Shipwright is a new riverside theatre at the Master Shipwright's House in Deptford (a short walk from Deptford, New Cross and Greenwich stations). The venue launched last Summer with an eclectic alfresco festival of music, literature, comedy and cabaret in which audiences from across London enjoyed three weeks of live entertainment in the historic grounds of the house on the river Thames. The Autumn 2021 season featured sold-out productions Pains of Youth by Ferdinand Bruckner, Dealing with Clair by Martin Crimp, and the premiere of The Pied Piper, which returns for Spring 2022.

Joseph Winters, Artistic Director, introduces the new season:
"This is an exciting and unusual season: not quite rehearsed-readings, not quite staged productions, these new performances exist somewhere in between, where the boundaries separating creatives, actors and audiences start to come down. For guests that means an experience like no other: come and join these extraordinary artists up close as they explore the stories that matter to them most. It is always a joy to welcome audiences into the unique setting that is the Master Shipwright's House, and it feels particularly fitting for these readings: these are intimate and extraordinary works in an intimate and extraordinary space. At their heart these are all writers dreaming of freedom. By visiting them afresh, we are asking in different ways, and from different perspectives, what does it take to be free today?
* * * * *
**EXERCISE TASK A:**
Could you reproduce every line of the listing below word for word, leaving the picture out?

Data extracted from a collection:
* * * * *
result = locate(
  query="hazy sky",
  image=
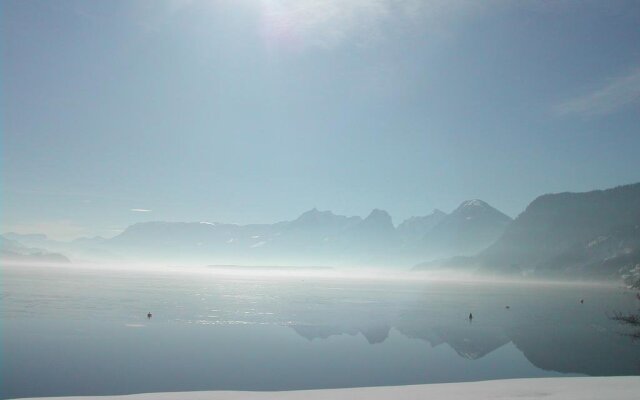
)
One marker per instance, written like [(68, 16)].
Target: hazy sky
[(115, 112)]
* * * * *
**EXERCISE TASK B:**
Can you carry on the passage about the Shipwright theatre's new season, starting right after its last sentence?

**FINAL RESULT A:**
result = locate(
  query="hazy sky",
  image=
)
One marker per instance, written like [(68, 16)].
Target: hazy sky
[(115, 112)]

**FINAL RESULT B:**
Alongside all this new work, we're delighted to be bringing back our raucous new musical, 'The Pied Piper', originally our pantomime but coming back just as funny and just as relevant in March! After sold-out performances last year this is a great opportunity to share it with a wider audience, both in person, and then online from April.

And as ever, we want Shipwright to be a theatre for the people who live with and around us, so our Open Doors scheme continues to give away free tickets to our neighbours, made possible, in part, by the launch of our new Friends scheme."

The Spring season of readings begins on Sunday 6 March with The Waterfront Journals by David Wojnarowicz. This exhilarating adaptation is led by Alex Lawther and Ellie Kendrick alongside Hugh Wyld and Shipwright Artistic Director, Joseph Winters. A visceral testimony from one of the twentieth century's most pioneering queer artists, this promenade performance of monologues delves into the perilous landscape of homelessness. A percentage of all ticket-sales will be donated to Positive East, a local charity supporting people with HIV.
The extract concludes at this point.